- **Bagian Teks**:
┌────────

TEKS KHUTBAH JUM’AT
MENGGAPAI KEBERKAHAN HIDUP
إِنَّ الْحَمْدَ لِلَّهِ نَحْمَدُهُ وَنَسْتَعِيْنُهُ
وَنَسْتَغْفِرُهْ وَنَعُوذُ بِاللهِ مِنْ شُرُوْرِ أَنْفُسِنَا وَمِنْ سَيِّئَاتِ
أَعْمَالِنَا، مَنْ يَهْدِهِ اللهُ فَلاَ مُضِلَّ لَهُ وَمَنْ يُضْلِلْ فَلاَ هَادِيَ
لَهُ. وَأَشْهَدُ أَنْ لاَ إِلَهَ إِلاَّ اللهُ وَحْدَهُ لاَ شَرِيْكَ لَهُ
وَأَشْهَدُ أَنَّ مُحَمَّدًا عَبْدُهُ وَرَسُوْلُهُ.
اَللَّهُمَّ صَلِّ عَلَى مُحَمَّدٍ وَعَلَى آلِهِ وَصَحْبِهِ
وَمَنْ تَبِعَهُمْ بِإِحْسَانٍ إِلَى يَوْمِ الدِّيْنِ. اما بعـد
قال الله تعالى: اعوذبالله من الشيطان الر جيم
يَا أَيُّهاَ الَّذِيْنَ ءَامَنُوا اتَّقُوا اللهَ حَقَّ
تُقَاتِهِ وَلاَ تَمُوْتُنَّ إِلاَّ وَأَنتُمْ مُّسْلِمُوْنَ. يَا أَيُّهَا
النَّاسُ اتَّقُوْا رَبَّكُمُ الَّذِيْ خَلَقَكُمْ مِّنْ نَفْسٍ وَاحِدَةٍ
وَخَلَقَ مِنْهَا زَوْجَهَا وَبَثَّ مِنْهُمَا رِجَالاً كَثِيْرًا وَنِسَآءً
وَاتَّقُوا اللهَ الَّذِيْ تَسَآءَلُوْنَ بِهِ وَاْلأَرْحَامَ إِنَّ اللهَ كَانَ
عَلَيْكُمْ رَقِيْبًا. يَا أَيُّهَا الَّذِيْنَ ءَامَنُوا اتَّقُوا اللهَ
وَقُوْلُوْا قَوْلاً سَدِيْدًا. يُصْلِحْ لَكُمْ أَعْمَالَكُمْ وَيَغْفِرْ لَكُمْ
ذُنُوْبَكُمْ وَمَنْ يُطِعِ اللهَ وَرَسُوْلَهُ فَقَدْ فَازَ فَوْزًا عَظِيْمًا.
Hadirin
Jamaah Sholat Jumat yang dimuliakan Allah
Dari
mimbar khutbah jumat ini khatib mengajak kepada diri khatib dan jamaah sekalian
untuk meningkatkan keimanan dan ketakwaan kepada Allah SWT. Peningkatan iman
yang terus dilakukan dengan peningkatan amal sholeh. Karena derajat kemuliaan
seorang hamba di sisi Allah hanyalah dinilai dengan ketakwaannya. Allah
berfirman:
إِنَّ
أَكْرَمَكُمْ عِنْدَ اللَّهِ أَتْقَاكُمْ
“Sesungguhnya
orang yang paling bertakwa di sisi Allah adalah orang yang paling bertakwa”.

└────────

- **Uraian Tugas**: Menurut teks khutbah Jumat di atas, apa alasan khatib mengajak dirinya dan jamaah meningkatkan keimanan dan ketakwaan kepada Allah SWT?

- **Data yang Diberikan**:

┌────────

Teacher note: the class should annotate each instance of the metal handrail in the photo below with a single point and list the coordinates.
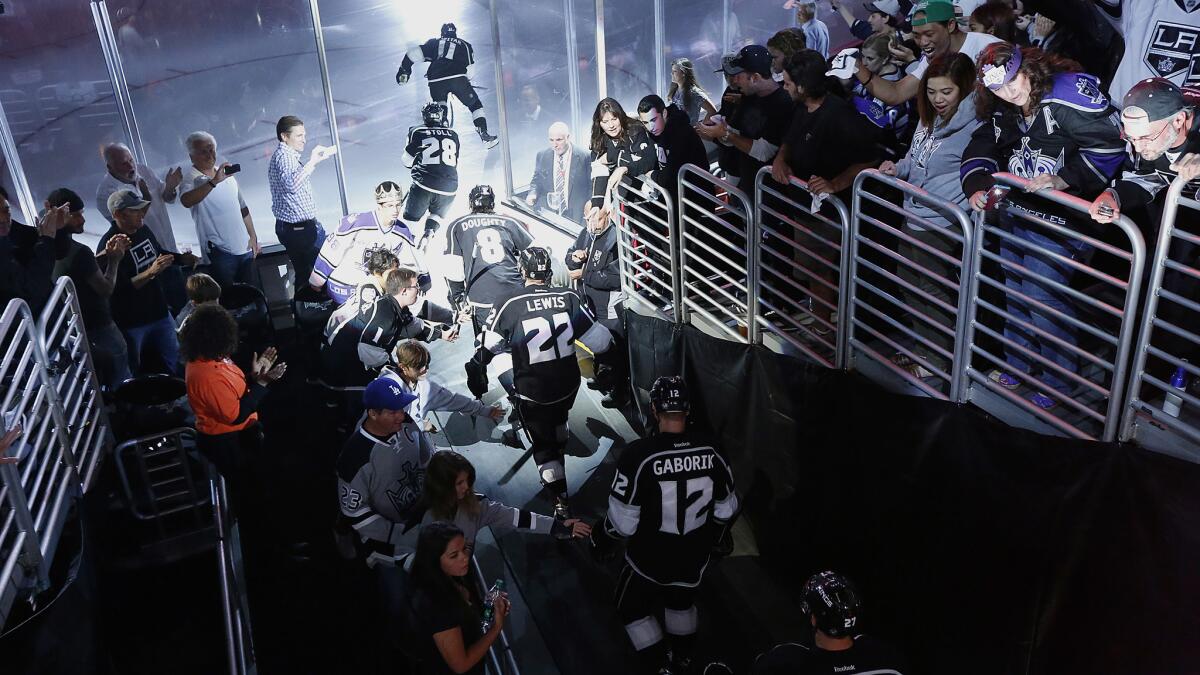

└────────

- **Pembahasan Soal**: Khatib mengajak meningkatkan keimanan dan ketakwaan karena derajat kemuliaan seorang hamba di sisi Allah hanya dinilai dengan ketakwaannya. Peningkatan iman itu dilakukan terus-menerus dengan peningkatan amal sholeh.